### DOCUMENT EXTRACT

Yuma County Pioneers

Martin and  Frances Funk

A First-Class Mechanic and One of the Prosperous Farmers.     1904 Wray Gazette

Among those who have done so much to promote the prosperity of Wray and Yuma county, the above gentleman merits honorable mention.

Mr. Funk is a native of Rockingham county, Virginia, where he was born on a farm in 1851 and spent his boyhood days. When seventeen years of age he moved to Missouri, where he engaged in farm work and the carpenter trade for a period of six years. Then he moved to Illinois, and followed farming pursuits for eight years, after which he went to Jasper county, Missouri, where he farmed for four years. In 1886 he left Missouri and came to Colorado, where he located in Yuma county, then a part of Weld county. He entered homestead and pre-emption claims four miles west of Wray, then in its infancy, and a tree claim further south on the Arickaree river. At once he settled on his homestead and pre-emption claims and commenced improving them. He engaged in general farming, corn, wheat and vegetables being his chief crops, and he garnered profitable crops as a reward for his energy and industry. Subsequently he sold his pre-emption, but still retains his homestead and tree claims, embracing 320 acres. He cultivates 100 acres and last year he raised 1,500 bushels of wheat, 1,500 bushels of corn and an abundant crop of all kinds of vegetables. The balance of his homestead he uses as pasture for his cattle and horses. His farming career in this county has been an uninterrupted success, with the exception of 1893 and 1894 when there was a complete failure of crops in this part of the state.

     Before coming to the county Mr. Funk learned the trade of stone mason and as a skilled mechanic he has established a flattering reputation. Since coming here he followed his trade of stone mason and contractor, and he has laid nearly all the foundations for private residences and business blocks in the city, including the new court house completed in January of this year. Mr. Funk is not only a first-class mechanic, but his well known integrity inspires confidence in his work and honorable dealings.

In 1875 Mr. Funk married Miss Frances M. Jordan, an estimable Illinois lady, and they have four interesting children, all boys, to whom they have given an excellent education. Mr. and Mrs. Funk are very popular and they well merit the cordial esteem in which they are held.

 Ben and Judy (SIMMONS) Funk

Retired U.S. Air Force Major Gen. Ben Funk, a commanding officer in World War II and a key figure in developing America's ballistic missile program and launching the Mercury and Gemini spacecraft, died Jan. 21, 2012 - three months before his 99th birthday at his home in Long Beach, Calif.

######

TASK REQUIREMENTS:
a) In the Yuma County pioneers text, where did Martin Funk live, from his birth until he settled in Colorado? List the places in order.
b) Do these statements agree with the Yuma County pioneers text? Answer yes or no for each, and quote the words that decide it.
(i) Martin Funk was born in Rockingham county, Virginia, in 1851.
(ii) Martin Funk sold his tree claim.
(iii) Crops failed completely in that part of the state in 1893 and 1894.
c) Write the next part of the Yuma County pioneers text, picking up after its final sentence.

### RECORDS SHOWN

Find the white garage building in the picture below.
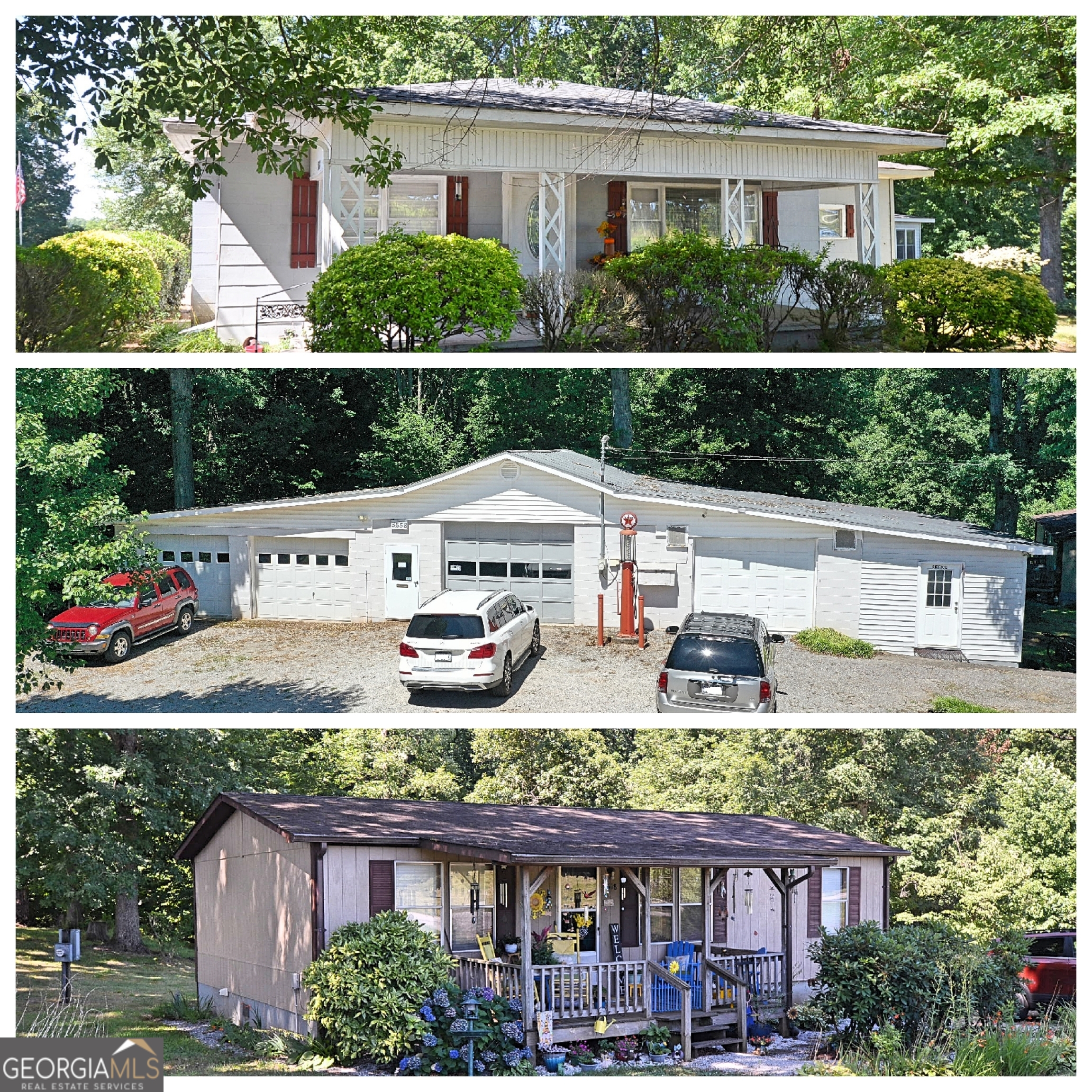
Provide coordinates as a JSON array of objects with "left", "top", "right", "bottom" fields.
[{"left": 138, "top": 450, "right": 1049, "bottom": 666}]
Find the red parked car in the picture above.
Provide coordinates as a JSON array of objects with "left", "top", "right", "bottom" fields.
[
  {"left": 1016, "top": 929, "right": 1077, "bottom": 1020},
  {"left": 46, "top": 565, "right": 198, "bottom": 664}
]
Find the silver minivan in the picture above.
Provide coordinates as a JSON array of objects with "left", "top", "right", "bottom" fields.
[{"left": 656, "top": 614, "right": 785, "bottom": 713}]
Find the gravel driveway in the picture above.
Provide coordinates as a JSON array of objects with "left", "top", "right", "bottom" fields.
[{"left": 17, "top": 621, "right": 1077, "bottom": 713}]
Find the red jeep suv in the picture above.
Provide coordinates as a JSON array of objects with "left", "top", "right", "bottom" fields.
[
  {"left": 46, "top": 565, "right": 198, "bottom": 664},
  {"left": 1016, "top": 929, "right": 1077, "bottom": 1020}
]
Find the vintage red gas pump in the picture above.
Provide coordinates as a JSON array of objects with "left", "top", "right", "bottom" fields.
[{"left": 618, "top": 512, "right": 637, "bottom": 640}]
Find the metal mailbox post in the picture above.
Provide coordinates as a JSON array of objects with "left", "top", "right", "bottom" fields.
[{"left": 54, "top": 929, "right": 80, "bottom": 1005}]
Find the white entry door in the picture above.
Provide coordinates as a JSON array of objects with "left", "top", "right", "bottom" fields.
[
  {"left": 917, "top": 561, "right": 963, "bottom": 649},
  {"left": 693, "top": 538, "right": 816, "bottom": 633},
  {"left": 383, "top": 543, "right": 420, "bottom": 618}
]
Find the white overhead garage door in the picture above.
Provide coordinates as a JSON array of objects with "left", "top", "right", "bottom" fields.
[
  {"left": 255, "top": 538, "right": 353, "bottom": 621},
  {"left": 693, "top": 538, "right": 816, "bottom": 633},
  {"left": 155, "top": 535, "right": 231, "bottom": 618},
  {"left": 443, "top": 523, "right": 573, "bottom": 624}
]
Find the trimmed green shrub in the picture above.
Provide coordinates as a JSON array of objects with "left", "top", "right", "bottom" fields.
[
  {"left": 929, "top": 697, "right": 997, "bottom": 713},
  {"left": 603, "top": 231, "right": 781, "bottom": 353},
  {"left": 793, "top": 627, "right": 876, "bottom": 660},
  {"left": 304, "top": 910, "right": 454, "bottom": 1064},
  {"left": 24, "top": 231, "right": 163, "bottom": 353},
  {"left": 808, "top": 922, "right": 1028, "bottom": 1043},
  {"left": 883, "top": 258, "right": 1057, "bottom": 353},
  {"left": 127, "top": 231, "right": 190, "bottom": 313},
  {"left": 399, "top": 982, "right": 534, "bottom": 1077},
  {"left": 307, "top": 233, "right": 523, "bottom": 353},
  {"left": 801, "top": 255, "right": 888, "bottom": 353}
]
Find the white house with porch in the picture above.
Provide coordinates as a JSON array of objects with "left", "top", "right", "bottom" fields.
[{"left": 165, "top": 80, "right": 946, "bottom": 341}]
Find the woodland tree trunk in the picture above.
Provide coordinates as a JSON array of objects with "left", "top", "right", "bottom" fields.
[
  {"left": 1038, "top": 182, "right": 1066, "bottom": 307},
  {"left": 114, "top": 891, "right": 145, "bottom": 952},
  {"left": 170, "top": 368, "right": 193, "bottom": 508},
  {"left": 610, "top": 368, "right": 633, "bottom": 448}
]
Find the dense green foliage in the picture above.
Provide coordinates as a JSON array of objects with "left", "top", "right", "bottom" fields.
[
  {"left": 883, "top": 258, "right": 1057, "bottom": 353},
  {"left": 15, "top": 110, "right": 73, "bottom": 247},
  {"left": 605, "top": 231, "right": 781, "bottom": 353},
  {"left": 793, "top": 628, "right": 876, "bottom": 660},
  {"left": 17, "top": 728, "right": 1077, "bottom": 956},
  {"left": 23, "top": 231, "right": 163, "bottom": 353},
  {"left": 307, "top": 233, "right": 522, "bottom": 353},
  {"left": 808, "top": 922, "right": 1028, "bottom": 1043},
  {"left": 15, "top": 369, "right": 154, "bottom": 691},
  {"left": 399, "top": 982, "right": 534, "bottom": 1077},
  {"left": 304, "top": 910, "right": 453, "bottom": 1064}
]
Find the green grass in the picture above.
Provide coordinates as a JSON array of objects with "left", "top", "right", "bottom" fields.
[
  {"left": 793, "top": 629, "right": 876, "bottom": 660},
  {"left": 15, "top": 926, "right": 296, "bottom": 1077},
  {"left": 1020, "top": 600, "right": 1077, "bottom": 672},
  {"left": 929, "top": 696, "right": 999, "bottom": 713}
]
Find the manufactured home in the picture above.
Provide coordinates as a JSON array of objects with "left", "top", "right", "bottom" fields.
[
  {"left": 177, "top": 793, "right": 905, "bottom": 1057},
  {"left": 164, "top": 80, "right": 946, "bottom": 342},
  {"left": 138, "top": 450, "right": 1052, "bottom": 667}
]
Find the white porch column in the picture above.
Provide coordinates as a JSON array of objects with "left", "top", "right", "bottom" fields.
[
  {"left": 854, "top": 182, "right": 880, "bottom": 265},
  {"left": 538, "top": 170, "right": 565, "bottom": 273},
  {"left": 721, "top": 178, "right": 744, "bottom": 247}
]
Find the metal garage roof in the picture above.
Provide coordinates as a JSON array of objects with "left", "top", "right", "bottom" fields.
[
  {"left": 176, "top": 793, "right": 908, "bottom": 866},
  {"left": 148, "top": 448, "right": 1052, "bottom": 554}
]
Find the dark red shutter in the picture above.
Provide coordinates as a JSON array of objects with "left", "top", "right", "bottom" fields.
[
  {"left": 847, "top": 865, "right": 861, "bottom": 925},
  {"left": 618, "top": 878, "right": 641, "bottom": 948},
  {"left": 713, "top": 877, "right": 728, "bottom": 945},
  {"left": 291, "top": 175, "right": 319, "bottom": 270},
  {"left": 368, "top": 861, "right": 394, "bottom": 917},
  {"left": 607, "top": 181, "right": 628, "bottom": 255},
  {"left": 762, "top": 190, "right": 781, "bottom": 247},
  {"left": 808, "top": 868, "right": 822, "bottom": 937},
  {"left": 448, "top": 175, "right": 471, "bottom": 236}
]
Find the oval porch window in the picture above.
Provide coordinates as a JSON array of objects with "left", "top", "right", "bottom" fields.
[{"left": 528, "top": 193, "right": 538, "bottom": 258}]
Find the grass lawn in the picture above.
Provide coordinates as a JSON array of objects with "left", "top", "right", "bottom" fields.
[
  {"left": 15, "top": 926, "right": 306, "bottom": 1077},
  {"left": 1021, "top": 600, "right": 1077, "bottom": 671}
]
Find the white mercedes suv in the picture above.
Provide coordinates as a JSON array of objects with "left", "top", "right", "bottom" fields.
[{"left": 399, "top": 591, "right": 542, "bottom": 698}]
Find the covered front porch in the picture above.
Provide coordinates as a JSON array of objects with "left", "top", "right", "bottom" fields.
[{"left": 443, "top": 857, "right": 834, "bottom": 1059}]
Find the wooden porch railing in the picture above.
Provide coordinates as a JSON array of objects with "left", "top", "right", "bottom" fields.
[{"left": 709, "top": 952, "right": 785, "bottom": 1012}]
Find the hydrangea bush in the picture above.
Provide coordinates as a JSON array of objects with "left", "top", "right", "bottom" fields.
[{"left": 399, "top": 982, "right": 532, "bottom": 1077}]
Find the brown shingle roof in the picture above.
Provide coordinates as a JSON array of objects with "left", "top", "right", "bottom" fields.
[{"left": 176, "top": 793, "right": 906, "bottom": 865}]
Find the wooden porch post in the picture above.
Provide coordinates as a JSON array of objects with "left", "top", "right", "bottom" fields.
[{"left": 519, "top": 865, "right": 538, "bottom": 1049}]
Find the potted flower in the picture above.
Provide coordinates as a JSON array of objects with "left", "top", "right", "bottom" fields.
[
  {"left": 642, "top": 1021, "right": 672, "bottom": 1066},
  {"left": 542, "top": 1043, "right": 569, "bottom": 1074},
  {"left": 572, "top": 1043, "right": 600, "bottom": 1074},
  {"left": 595, "top": 219, "right": 614, "bottom": 255}
]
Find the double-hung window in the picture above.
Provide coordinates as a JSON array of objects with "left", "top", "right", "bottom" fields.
[
  {"left": 451, "top": 865, "right": 496, "bottom": 951},
  {"left": 335, "top": 170, "right": 448, "bottom": 247},
  {"left": 821, "top": 868, "right": 850, "bottom": 933},
  {"left": 394, "top": 861, "right": 442, "bottom": 934}
]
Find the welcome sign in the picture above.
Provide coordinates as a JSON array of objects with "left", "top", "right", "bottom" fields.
[{"left": 0, "top": 1038, "right": 163, "bottom": 1092}]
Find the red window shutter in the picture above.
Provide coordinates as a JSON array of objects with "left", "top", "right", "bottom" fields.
[
  {"left": 808, "top": 868, "right": 822, "bottom": 937},
  {"left": 448, "top": 175, "right": 471, "bottom": 236},
  {"left": 762, "top": 190, "right": 781, "bottom": 247},
  {"left": 290, "top": 175, "right": 319, "bottom": 270},
  {"left": 607, "top": 180, "right": 628, "bottom": 255},
  {"left": 368, "top": 861, "right": 394, "bottom": 917},
  {"left": 847, "top": 865, "right": 861, "bottom": 925}
]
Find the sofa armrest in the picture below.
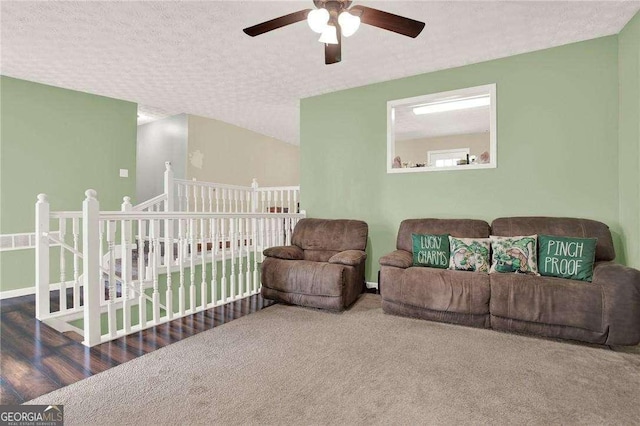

######

ANSWERS:
a)
1. Rockingham county, Virginia
2. Missouri
3. Illinois
4. Jasper county, Missouri
5. Yuma county, Colorado (then a part of Weld county)

b)
(i) Yes: "Mr. Funk is a native of Rockingham county, Virginia, where he was born on a farm in 1851"
(ii) No: "Subsequently he sold his pre-emption, but still retains his homestead and tree claims"
(iii) Yes: "with the exception of 1893 and 1894 when there was a complete failure of crops in this part of the state"

c)
Born Ben Ivan Funk in Wray, Colo., on April 21, 1913 to Dan and Maude Funk, he entered the University of Denver in 1932. After experiencing the thrill of flying in a Fokker Trimotor during a fraternity event, Ben decided to leave college to become a pilot, entering the Army Air Corps flight school in 1935 and earning his wings in 1936 at Randolph-Kelly Field in Texas.

In 1939, on a tour of Paramount Studios in Hollywood, Ben met Judy King, a young actress who became his wife and lifelong love until her death in 1994. They are survived by their two children, Judith Funk Albert and John Christian Funk.

At the beginning of World War II, Ben flew numerous missions in his B-24 bomber, nicknamed "Bag of Bolts," to evacuate American and British citizens from the Philippines and Java. Returning to the U.S. during the war, Ben played a pivotal role in improving the B-17 and B-24 and developing the B-29 Superfortress. In 1945, then-Col. Funk led a group of 2,000 men in 45 B-29s to Okinawa for the bombing of Japan.

In 1948, Ben earned a bachelor of science degree from the Air Force Institute of Technology. He graduated from the advanced management program at Harvard Business School in 1949. From 1951-54, having earned his first star, Ben commanded Erding Air Depot in southern Germany. It was there that Ben and Judy conceived "Operation Christmas," a U.S. military program that provided gifts and meals to thousands of war orphans throughout Bavaria.

As commander of the Ballistic Missile Center in Los Angeles from 1956 to 1960, Ben supported the development of America’s first generation of ballistic missiles, the intermediate-range Thor and the long-range Atlas. He was the recipient of the first Missile Badge in 1958 and was promoted to major general in 1959.

Ben completed his career as commander of the Space Systems Division in Los Angeles from 1962 to 1966. His teams at Vandenberg Air Force Base and Cape Canaveral carried out missile launches at a rate that remains unsurpassed. Gen. Funk oversaw the development of the Titan III, which launched not only communications and military satellites, but also the Mercury and Gemini manned spacecraft. For these accomplishments, he received NASA's Space Achievement Award from President John F. Kennedy in 1963.

After retiring from the Air Force in 1966, Ben went on to 10 years as an executive at Lockheed Missiles and Space Corporation. After fully retiring, Ben and Judy enjoyed time traveling with their grandchildren throughout the United States, Canada and Mexico by Airstream trailer and on Princess Line cruises.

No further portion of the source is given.